→ **Trecho do documento**:
********************

Silva (e seu novo álbum) tentam sorrir frente à dureza da vida - um sentimento bem pós-pandemia. “A vida é triste, mas não precisa ser”, reforça. “A gente faz o que pode. Sem dar receitas, porque eu não sei dar receitas. Acho que a gente tem que querer viver. É bom querer viver”.

Silva chega ao seu sexto álbum de estúdio, Encantado, como quem se apresenta pela primeira vez. “Encantado, Silva”, brinca.

Silva fala sobre o álbum 'Encantado' Foto: Reprodução/Jorge Bispo

O álbum, lançado no último dia 23, vem quatro anos depois do último disco, Cinco. Não é exagero dizer - sobre Silva ou qualquer um de nós - que tudo mudou desde 2020. Quatro anos e muitas emoções depois, o músico teve que recalcular rota.

“A gente já tinha vários compromissos marcados naquela pandemia. Esse adiamento, para mim, para minha vida, custou muito para a minha cabeça”, conta. Quando a vida finalmente voltou a alguma normalidade, o cantor tinha outros compromissos a cumprir – incluindo várias datas do seu projeto carnavalesco, o Bloco do Silva. “O Cinco não teve turnê. Isso pra mim foi muito estranho como músico”, lembra.

Portanto, Encantado serve como um rito de passagem: o projeto marca o retorno do artista ao seu trabalho e aos shows autorais - sua reabertura para o mundo. “Eu estava sentindo falta, pô, cadê minhas coisas?”, conta o músico. “Estava com muita vontade de criar e comecei a achar o meu processo de novo”.

E como todo rito de passagem, foi dolorido. “Acho que talvez tenha sido o álbum mais difícil que eu fiz até agora”, revela. “Eu estava enferrujado mesmo”.

Segundo ele, o primeiro passo foi se entender como um cantor romântico - graças ao irmão e colaborador musical, Lucas Silva. “Ele falou assim: ‘Já parou para pensar que você é um cantor romântico?’. Eu achei que ele estava me zoando”, brinca. “Eu tinha uma visão de canto romântico de um jeito muito cafona, melodramático. Eu sou também, né? Sou canceriano”.

Reza a lenda que o professor de violão de Silva, ao ouvir uma música autoral dele, disse que o fã de Los Hermanos estava mais para Fábio Jr. Nem um, nem outro - o jeito foi ser Silva.

“Você pode cantar de um amor de vários jeitos, né? Você pode cantar desse amor ‘Eu te amo’, pode cantar de desamor também. O tema continua ali”, reflete.

Encantado visita amores e desamores ao longo de 16 músicas, entre samba, MPB, indie rock e até um pouco de funk. Não é somente um álbum romântico, como uma declaração às paixões musicais de Silva: tem Arthur Verocai, Leci Brandão e Marcos Valle entre os colaboradores.

********************

→ **Registros**:
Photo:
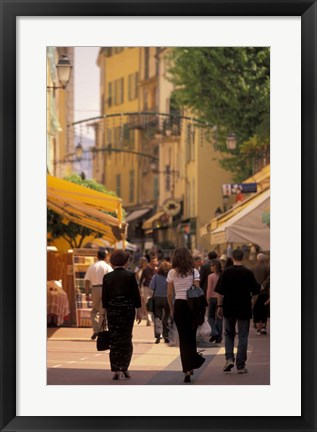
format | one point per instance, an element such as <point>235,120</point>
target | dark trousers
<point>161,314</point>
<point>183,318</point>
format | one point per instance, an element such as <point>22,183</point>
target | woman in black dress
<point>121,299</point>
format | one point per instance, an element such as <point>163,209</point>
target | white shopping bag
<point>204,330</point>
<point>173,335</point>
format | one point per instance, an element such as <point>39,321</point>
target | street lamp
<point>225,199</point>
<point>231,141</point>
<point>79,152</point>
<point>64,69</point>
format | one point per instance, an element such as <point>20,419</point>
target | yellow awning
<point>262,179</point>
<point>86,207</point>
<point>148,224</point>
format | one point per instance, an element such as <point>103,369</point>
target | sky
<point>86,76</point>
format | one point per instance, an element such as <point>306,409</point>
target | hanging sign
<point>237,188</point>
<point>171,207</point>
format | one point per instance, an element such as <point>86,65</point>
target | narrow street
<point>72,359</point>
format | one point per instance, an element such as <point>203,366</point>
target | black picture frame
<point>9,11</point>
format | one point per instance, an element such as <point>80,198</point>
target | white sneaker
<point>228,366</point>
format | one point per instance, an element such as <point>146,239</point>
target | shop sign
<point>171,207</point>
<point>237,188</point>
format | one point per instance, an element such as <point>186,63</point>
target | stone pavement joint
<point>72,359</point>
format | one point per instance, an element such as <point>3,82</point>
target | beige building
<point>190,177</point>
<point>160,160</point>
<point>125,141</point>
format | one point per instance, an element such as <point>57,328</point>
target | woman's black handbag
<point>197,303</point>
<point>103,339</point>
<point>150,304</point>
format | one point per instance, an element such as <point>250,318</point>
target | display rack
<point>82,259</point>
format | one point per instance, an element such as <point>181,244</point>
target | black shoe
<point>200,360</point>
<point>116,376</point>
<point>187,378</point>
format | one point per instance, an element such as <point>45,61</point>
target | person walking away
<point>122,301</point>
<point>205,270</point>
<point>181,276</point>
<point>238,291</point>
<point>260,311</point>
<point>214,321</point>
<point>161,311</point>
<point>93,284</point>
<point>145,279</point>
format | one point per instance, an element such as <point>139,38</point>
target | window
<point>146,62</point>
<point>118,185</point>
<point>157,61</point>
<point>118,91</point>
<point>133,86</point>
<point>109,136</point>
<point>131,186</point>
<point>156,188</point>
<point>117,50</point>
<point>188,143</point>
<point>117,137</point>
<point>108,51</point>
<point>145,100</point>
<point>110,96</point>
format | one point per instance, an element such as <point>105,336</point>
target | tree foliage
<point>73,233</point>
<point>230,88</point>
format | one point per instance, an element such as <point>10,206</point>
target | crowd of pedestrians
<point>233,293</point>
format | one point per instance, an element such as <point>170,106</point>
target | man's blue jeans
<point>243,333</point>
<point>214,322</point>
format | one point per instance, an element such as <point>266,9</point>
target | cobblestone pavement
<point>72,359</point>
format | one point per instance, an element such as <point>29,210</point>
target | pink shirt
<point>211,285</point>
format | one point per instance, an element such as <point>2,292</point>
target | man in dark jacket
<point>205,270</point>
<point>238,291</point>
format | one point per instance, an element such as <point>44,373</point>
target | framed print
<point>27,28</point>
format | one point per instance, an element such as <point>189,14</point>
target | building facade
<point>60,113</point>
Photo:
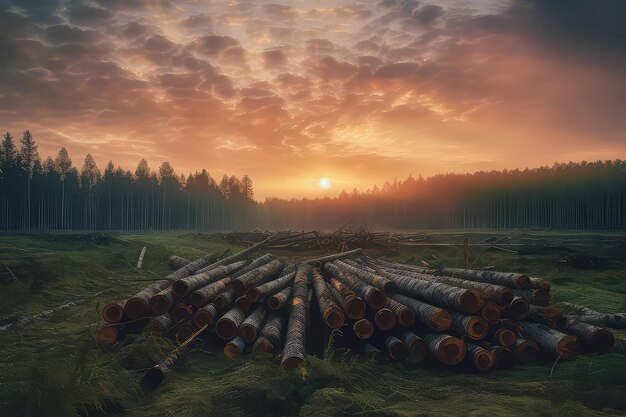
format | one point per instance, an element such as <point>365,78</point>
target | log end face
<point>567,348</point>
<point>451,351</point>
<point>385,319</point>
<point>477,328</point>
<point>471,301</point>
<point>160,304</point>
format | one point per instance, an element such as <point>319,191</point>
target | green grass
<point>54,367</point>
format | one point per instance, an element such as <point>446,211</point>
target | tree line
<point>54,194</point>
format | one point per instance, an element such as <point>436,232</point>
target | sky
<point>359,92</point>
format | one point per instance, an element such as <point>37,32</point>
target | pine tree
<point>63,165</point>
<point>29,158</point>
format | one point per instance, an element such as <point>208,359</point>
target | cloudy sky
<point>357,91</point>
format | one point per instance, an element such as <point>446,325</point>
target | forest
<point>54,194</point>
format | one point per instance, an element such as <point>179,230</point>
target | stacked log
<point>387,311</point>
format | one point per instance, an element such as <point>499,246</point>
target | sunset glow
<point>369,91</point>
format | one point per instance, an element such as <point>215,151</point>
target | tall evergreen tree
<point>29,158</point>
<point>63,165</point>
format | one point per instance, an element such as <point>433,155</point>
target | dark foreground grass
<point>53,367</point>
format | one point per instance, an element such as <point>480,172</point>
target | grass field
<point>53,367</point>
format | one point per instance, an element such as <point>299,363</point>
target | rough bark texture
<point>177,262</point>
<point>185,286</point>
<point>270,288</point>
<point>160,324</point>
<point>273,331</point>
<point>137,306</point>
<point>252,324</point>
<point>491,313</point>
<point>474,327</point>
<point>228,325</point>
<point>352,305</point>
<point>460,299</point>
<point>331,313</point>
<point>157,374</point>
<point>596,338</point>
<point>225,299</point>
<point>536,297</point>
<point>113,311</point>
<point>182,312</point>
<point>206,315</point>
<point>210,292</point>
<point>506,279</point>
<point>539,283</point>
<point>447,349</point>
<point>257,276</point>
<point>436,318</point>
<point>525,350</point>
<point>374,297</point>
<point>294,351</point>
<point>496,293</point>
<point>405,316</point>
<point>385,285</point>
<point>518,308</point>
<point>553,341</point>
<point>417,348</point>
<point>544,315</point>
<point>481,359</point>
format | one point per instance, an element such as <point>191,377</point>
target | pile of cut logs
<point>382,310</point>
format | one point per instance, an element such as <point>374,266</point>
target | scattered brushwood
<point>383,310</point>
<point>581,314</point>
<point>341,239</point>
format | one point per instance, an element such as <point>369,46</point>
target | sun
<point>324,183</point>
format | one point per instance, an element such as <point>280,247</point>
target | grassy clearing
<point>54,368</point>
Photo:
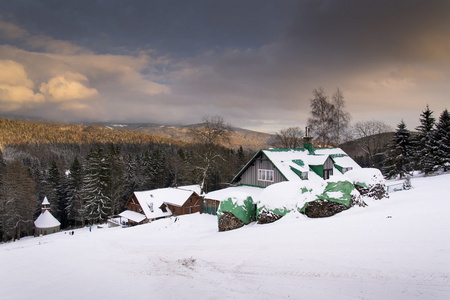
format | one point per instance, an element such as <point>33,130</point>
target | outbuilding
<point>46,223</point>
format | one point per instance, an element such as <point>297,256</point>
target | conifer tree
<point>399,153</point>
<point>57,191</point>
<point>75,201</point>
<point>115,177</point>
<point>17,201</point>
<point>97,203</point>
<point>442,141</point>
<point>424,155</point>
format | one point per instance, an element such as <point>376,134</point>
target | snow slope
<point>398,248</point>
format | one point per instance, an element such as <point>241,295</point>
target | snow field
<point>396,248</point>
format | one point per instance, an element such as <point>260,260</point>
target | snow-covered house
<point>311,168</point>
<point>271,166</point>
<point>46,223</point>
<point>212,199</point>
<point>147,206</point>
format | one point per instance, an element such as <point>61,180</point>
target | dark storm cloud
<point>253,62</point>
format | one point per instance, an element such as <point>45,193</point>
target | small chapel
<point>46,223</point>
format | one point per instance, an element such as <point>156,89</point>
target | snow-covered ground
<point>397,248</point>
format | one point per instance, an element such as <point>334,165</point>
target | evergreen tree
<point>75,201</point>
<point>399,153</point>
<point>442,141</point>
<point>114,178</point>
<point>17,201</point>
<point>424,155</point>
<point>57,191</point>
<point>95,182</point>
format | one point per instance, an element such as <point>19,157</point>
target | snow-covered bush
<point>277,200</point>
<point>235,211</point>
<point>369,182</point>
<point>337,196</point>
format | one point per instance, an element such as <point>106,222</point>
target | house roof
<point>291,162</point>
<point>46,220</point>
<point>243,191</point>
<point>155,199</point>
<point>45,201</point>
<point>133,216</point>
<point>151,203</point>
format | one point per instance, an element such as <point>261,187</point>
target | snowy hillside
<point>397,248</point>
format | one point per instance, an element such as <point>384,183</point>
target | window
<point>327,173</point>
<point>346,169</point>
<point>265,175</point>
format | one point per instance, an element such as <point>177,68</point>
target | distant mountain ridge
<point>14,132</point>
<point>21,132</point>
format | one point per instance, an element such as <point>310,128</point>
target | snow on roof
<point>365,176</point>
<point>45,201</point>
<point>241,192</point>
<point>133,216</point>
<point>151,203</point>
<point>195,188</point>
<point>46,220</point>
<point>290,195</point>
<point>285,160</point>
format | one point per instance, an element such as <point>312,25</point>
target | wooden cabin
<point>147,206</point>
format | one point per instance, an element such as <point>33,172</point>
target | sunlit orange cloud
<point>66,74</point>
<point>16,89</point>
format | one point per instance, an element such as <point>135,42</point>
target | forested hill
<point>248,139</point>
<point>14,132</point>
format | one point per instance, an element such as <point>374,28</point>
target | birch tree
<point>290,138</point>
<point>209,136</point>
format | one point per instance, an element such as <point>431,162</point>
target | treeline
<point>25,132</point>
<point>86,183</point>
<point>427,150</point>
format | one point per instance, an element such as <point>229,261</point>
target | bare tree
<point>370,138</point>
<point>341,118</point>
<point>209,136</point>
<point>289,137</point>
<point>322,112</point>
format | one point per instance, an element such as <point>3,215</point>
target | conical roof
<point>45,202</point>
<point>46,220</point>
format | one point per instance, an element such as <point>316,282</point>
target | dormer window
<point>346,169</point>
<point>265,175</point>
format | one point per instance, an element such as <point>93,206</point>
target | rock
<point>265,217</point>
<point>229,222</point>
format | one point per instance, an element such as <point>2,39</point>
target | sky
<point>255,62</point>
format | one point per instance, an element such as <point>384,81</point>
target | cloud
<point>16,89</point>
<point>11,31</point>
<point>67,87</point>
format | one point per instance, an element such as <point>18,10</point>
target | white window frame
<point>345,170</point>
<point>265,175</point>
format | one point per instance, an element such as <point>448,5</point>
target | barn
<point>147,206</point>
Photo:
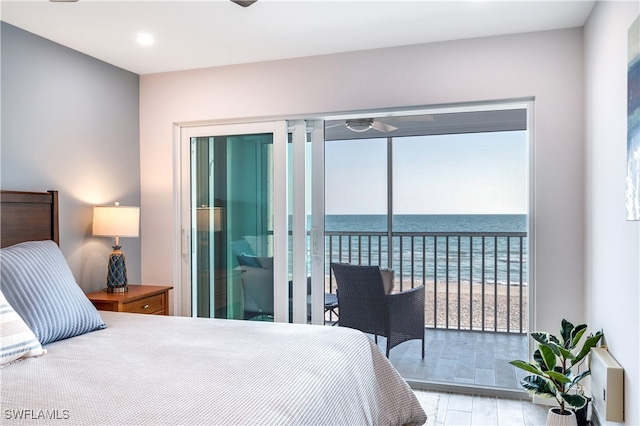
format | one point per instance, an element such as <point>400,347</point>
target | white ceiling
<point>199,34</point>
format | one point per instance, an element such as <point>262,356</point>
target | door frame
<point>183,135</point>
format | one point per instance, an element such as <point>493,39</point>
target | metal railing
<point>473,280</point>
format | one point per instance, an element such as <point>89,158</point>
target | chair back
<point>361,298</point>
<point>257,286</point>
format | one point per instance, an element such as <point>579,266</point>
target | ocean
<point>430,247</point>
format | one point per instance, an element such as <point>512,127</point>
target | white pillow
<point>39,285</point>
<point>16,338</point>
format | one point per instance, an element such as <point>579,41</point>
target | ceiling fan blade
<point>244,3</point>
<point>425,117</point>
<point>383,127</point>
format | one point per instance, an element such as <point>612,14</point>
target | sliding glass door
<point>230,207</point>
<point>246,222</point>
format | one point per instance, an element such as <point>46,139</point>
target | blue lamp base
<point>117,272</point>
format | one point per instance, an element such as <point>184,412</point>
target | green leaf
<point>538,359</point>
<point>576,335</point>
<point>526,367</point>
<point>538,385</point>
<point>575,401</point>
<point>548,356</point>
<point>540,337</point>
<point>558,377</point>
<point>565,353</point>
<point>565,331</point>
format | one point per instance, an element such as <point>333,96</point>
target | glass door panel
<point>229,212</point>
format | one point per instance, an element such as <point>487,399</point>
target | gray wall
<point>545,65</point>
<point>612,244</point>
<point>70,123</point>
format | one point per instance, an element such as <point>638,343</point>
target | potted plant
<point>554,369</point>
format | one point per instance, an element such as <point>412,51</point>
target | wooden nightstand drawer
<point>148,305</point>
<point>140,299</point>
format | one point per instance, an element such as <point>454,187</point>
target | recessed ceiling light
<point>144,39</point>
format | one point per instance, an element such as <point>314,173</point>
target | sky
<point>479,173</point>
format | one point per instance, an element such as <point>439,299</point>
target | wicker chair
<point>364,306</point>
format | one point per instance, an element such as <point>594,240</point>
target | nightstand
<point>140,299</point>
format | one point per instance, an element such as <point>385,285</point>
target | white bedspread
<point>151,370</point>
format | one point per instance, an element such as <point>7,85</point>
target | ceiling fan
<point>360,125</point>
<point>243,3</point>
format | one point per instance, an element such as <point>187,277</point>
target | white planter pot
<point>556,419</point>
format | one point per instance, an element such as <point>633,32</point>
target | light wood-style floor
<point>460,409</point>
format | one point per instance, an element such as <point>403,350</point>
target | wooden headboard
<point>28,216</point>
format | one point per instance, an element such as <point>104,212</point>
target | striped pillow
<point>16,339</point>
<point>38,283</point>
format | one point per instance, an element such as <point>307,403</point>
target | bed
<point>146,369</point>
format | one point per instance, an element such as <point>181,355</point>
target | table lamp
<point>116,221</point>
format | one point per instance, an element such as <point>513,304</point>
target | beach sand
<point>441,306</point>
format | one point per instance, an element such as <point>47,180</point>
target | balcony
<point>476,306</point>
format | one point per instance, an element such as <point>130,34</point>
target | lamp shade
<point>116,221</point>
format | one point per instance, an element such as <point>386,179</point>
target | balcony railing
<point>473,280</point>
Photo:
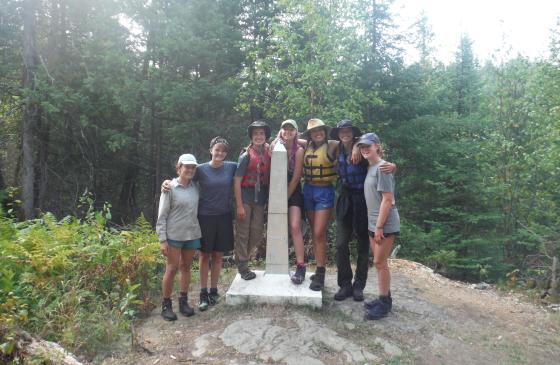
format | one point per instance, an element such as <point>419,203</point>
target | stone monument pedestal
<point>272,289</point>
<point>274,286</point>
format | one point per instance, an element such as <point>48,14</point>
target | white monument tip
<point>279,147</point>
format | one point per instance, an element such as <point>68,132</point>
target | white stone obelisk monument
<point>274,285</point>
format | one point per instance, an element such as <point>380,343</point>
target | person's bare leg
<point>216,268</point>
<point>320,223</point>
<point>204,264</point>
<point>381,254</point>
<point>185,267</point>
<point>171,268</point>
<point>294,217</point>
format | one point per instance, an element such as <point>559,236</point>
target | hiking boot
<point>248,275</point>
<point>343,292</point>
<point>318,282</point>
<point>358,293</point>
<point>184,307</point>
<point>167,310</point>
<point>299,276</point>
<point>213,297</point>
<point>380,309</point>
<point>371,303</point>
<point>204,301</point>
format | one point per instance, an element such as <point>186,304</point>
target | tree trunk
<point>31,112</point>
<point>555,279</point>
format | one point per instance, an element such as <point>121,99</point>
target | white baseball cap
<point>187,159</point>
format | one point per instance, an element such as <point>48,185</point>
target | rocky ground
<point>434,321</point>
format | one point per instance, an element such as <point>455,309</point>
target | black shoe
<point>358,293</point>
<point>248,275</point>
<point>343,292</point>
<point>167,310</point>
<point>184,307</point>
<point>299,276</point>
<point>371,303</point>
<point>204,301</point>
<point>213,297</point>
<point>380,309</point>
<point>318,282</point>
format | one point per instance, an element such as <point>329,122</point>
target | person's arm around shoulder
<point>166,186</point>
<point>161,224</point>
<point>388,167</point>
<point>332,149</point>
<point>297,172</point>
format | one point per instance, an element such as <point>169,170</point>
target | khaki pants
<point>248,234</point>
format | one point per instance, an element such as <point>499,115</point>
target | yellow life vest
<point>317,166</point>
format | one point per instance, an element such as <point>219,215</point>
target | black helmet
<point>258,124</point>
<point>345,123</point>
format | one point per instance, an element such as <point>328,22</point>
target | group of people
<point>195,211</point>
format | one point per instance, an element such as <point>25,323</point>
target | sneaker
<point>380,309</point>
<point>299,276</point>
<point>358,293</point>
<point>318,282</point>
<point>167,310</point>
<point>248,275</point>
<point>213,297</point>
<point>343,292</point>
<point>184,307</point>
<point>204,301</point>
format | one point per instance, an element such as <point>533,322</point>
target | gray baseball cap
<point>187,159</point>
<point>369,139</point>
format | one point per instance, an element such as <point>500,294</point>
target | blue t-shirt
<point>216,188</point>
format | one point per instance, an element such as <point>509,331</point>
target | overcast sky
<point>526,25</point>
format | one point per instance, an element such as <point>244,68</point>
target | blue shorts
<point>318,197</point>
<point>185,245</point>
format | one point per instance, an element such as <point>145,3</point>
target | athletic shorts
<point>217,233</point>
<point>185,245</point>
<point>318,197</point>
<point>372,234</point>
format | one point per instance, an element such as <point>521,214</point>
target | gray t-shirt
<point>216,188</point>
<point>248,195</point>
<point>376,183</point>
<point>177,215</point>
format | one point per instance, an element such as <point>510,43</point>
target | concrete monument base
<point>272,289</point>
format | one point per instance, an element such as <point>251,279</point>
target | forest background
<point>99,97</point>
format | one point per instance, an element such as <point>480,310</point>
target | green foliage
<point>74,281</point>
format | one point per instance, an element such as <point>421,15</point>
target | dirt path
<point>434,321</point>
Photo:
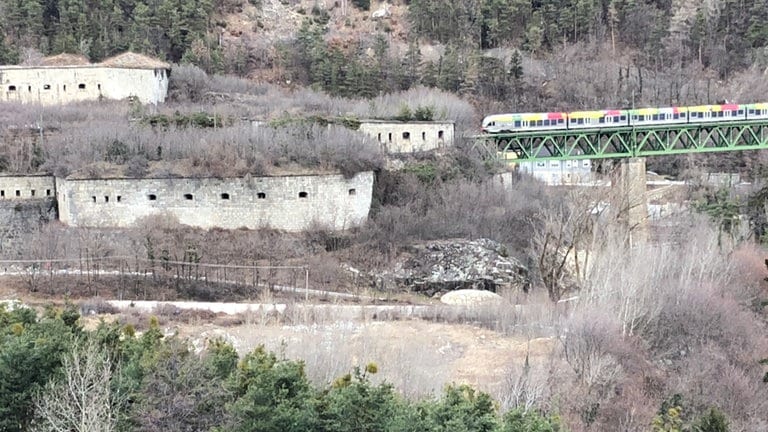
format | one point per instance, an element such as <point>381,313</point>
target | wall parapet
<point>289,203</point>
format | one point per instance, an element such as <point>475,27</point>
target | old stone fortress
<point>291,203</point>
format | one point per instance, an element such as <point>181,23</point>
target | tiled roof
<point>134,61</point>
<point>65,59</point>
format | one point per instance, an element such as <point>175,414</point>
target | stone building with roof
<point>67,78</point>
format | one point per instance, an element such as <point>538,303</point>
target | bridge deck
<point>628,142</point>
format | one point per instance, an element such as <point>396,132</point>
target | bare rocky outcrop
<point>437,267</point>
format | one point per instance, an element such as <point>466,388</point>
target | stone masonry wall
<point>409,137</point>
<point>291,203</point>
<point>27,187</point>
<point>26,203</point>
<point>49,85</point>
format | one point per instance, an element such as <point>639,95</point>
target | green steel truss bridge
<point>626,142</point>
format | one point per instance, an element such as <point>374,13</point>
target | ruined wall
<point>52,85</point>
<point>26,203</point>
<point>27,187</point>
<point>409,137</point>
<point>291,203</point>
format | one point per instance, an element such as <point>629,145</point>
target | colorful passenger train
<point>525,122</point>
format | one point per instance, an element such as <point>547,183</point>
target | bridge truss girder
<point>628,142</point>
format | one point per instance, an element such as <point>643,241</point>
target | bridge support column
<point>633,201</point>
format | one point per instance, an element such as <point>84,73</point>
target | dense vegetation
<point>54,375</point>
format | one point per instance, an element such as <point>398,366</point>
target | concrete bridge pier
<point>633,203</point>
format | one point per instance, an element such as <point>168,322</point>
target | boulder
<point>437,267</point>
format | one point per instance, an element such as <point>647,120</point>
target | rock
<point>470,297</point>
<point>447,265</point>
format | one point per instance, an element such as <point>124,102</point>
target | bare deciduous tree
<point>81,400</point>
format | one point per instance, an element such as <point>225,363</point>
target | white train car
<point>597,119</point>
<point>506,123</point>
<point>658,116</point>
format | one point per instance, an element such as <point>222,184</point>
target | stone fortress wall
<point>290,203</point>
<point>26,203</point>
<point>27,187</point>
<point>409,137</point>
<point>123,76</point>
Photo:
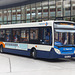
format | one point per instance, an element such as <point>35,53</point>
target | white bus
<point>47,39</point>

********************

→ **Tarefas e exercícios**:
• 1. Cite sem alterações o trecho do texto sobre o álbum Encantado que começa em "O álbum, lançado" e vai até "que recalcular rota.".
• 2. De acordo com o texto sobre o álbum Encantado, quantas músicas o disco reúne?
• 3. Por favor, dê sequência ao texto sobre o álbum Encantado a partir da última frase apresentada.

→ **Respostas por tarefa**:
• 1.
O álbum, lançado no último dia 23, vem quatro anos depois do último disco, Cinco. Não é exagero dizer - sobre Silva ou qualquer um de nós - que tudo mudou desde 2020. Quatro anos e muitas emoções depois, o músico teve que recalcular rota.

• 2. O álbum reúne 16 músicas.

• 3.
E ele reforça que as participações foram de coração. “Dessa vez, eu não usei nenhuma tática comercial. Não vejo problema nisso. Tem gente que faz muito bem - não todo mundo”, brinca. “Mas eu quis usar a intuição. Quis pensar criativamente, para o feat fazer parte da criação”.

Para ele, Verocai “é um gênio”. “Gênio mesmo. O lugar de maestro não é um lugar muito visto, né? Mas Verocai é um dos maiores, um dos homens mais importantes da música brasileira. E a gente já louvou mais os maestros. Tom Jobim é muito falado, mas já teve a época de ser o mais falado”.

O maestro estava a um contato de distância - foi a assessora Luisi Valadão quem fez a ponte. “Ela falou: ‘vou mandar para ele a música, mas ele só faz o que gosta. Se ele gostar, ele entrará em contato’”, conta. “Isso é uma coisa que eu nunca tive medo. Aquele famoso: ‘O não eu já tenho’. Se fosse dessa época, eu pediria até o Frank Sinatra”.

Não teve Sinatra, mas teve Leci Brandão, que entra na canção Amanhã de Manhã (Para Lecy). Essa é quase coisa do destino: Lecy, com Y, é tanto o nome da mãe da sambista, quanto da avó de Silva, “uma mulher cristã, do ambiente evangélico tradicional”, diz. Para honrar ambas, o músico incorporou melodias típicas da música cristã em um sambinha - e trouxe Leci consigo.

Na faixa Copo D’Água, Marcos Valle – “outro gênio” – traz seu suingue e frescor. “Ele é a pessoa mais legal do mundo”, conta Silva. “Se você quiser fazer uma lista depois, no Estadão: ‘Os artistas mais legais do mundo’, Marcos Valle tem que estar. Porque ele é esse cool guy até hoje, ele tem 80 anos, e é mais jovem que eu, com aquele cabelinho surfista”, brinca.

Formado em violino pela Fames (Faculdade de Música do Espírito Santo), Silva é sobretudo um eterno estudante, apaixonado por música. Na entrevista, ele cita músicos clássicos e contemporâneos - de Verocai a Ravel. Para ele, é necessário abraçar os ídolos enquanto houver tempo.

“Esse disco [Encantado] é dedicado a João Donato”, revela. Os dois colaboraram na faixa Quem Disse, do álbum anterior, e tinham mais planos: “Ele me mandava WhatsApp, ‘E aí, quando a gente vai fazer mais música?’. Cheguei a olhar um apartamento na Urca, onde ele morava no Rio, para fazer pelo menos um EP, criar umas cinco músicas juntos. Mas não deu tempo”, lamenta.

“Quero aprender muito enquanto [meus ídolos] estão aqui. Tem gente que perdi: Gal Costa, gravei com ela, fiz show com ela. As pessoas que você mais admira, às vezes a gente não dá valor em vida. E depois que morre, todo mundo quer fazer tributo”.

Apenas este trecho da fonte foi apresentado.